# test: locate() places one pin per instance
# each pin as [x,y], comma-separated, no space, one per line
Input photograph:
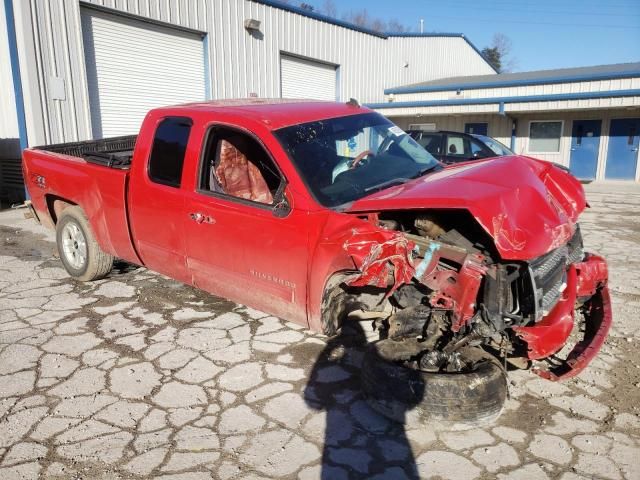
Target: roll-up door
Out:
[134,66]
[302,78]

◆ ◆ ◆ ◆ ◆

Reproduce every line of the records above without any changes, but leave out the pictures.

- TASK SOLUTION
# test: locate() places one pin per instance
# each pin as [x,y], comma-separated, no space, one per line
Input photograph:
Target: roll-up door
Out:
[134,66]
[302,78]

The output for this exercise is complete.